* **WHAT IS ASKED**
Quote word for word the stretch of the data below from the line containing "QA review pass — verify and re-annotate the sun in" through the end of the data.
——————
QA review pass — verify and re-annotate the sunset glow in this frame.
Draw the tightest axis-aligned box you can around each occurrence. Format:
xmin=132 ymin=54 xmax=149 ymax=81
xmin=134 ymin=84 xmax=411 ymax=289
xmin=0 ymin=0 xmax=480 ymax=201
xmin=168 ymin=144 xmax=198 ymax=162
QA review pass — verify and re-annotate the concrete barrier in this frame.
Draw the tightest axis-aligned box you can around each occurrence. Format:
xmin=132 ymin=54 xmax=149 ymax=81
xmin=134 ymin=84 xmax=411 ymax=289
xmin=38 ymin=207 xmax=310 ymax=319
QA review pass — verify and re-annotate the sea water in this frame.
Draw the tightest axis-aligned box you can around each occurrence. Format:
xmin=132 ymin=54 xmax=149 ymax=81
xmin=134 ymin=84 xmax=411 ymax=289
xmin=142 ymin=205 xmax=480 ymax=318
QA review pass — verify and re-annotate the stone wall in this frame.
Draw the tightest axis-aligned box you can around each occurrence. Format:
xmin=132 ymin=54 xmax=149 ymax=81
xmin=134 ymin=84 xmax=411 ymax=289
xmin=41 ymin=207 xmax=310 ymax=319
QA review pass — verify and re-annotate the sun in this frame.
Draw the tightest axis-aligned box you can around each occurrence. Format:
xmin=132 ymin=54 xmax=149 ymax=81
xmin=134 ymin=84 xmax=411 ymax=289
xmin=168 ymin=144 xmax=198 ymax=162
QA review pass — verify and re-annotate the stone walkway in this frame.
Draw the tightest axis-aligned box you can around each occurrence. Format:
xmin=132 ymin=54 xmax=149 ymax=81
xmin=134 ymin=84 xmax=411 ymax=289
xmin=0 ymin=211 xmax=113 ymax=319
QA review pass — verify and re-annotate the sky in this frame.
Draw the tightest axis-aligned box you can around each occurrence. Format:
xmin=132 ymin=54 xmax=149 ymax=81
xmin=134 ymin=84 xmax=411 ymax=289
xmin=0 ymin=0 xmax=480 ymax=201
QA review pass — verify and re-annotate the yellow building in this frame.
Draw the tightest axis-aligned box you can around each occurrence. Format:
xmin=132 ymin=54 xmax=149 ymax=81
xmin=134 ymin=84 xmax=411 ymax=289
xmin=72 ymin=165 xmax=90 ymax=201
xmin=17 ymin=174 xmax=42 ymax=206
——————
* **EXPECTED ANSWER**
QA review pass — verify and re-annotate the sun in this frame.
Draw the tightest axis-aligned box you can around each occurrence. Format:
xmin=132 ymin=54 xmax=149 ymax=81
xmin=134 ymin=84 xmax=411 ymax=289
xmin=168 ymin=144 xmax=198 ymax=162
QA review pass — verify and re-annotate the stone walkway in this frame.
Draw the tightest axis-aligned box you can around each occurrence. Format:
xmin=132 ymin=54 xmax=149 ymax=81
xmin=134 ymin=84 xmax=411 ymax=289
xmin=0 ymin=211 xmax=113 ymax=319
QA review pass — verify and re-annotate the sky in this frame.
Draw the tightest axis-aligned box you can around each occurrence. Format:
xmin=132 ymin=54 xmax=149 ymax=81
xmin=134 ymin=84 xmax=411 ymax=289
xmin=0 ymin=0 xmax=480 ymax=201
QA review pass — verify and re-annotate the yellow building in this frame.
Draw the tightest axis-aligned box you can around each occurrence. Format:
xmin=132 ymin=54 xmax=149 ymax=81
xmin=134 ymin=84 xmax=411 ymax=289
xmin=72 ymin=165 xmax=90 ymax=201
xmin=17 ymin=174 xmax=42 ymax=206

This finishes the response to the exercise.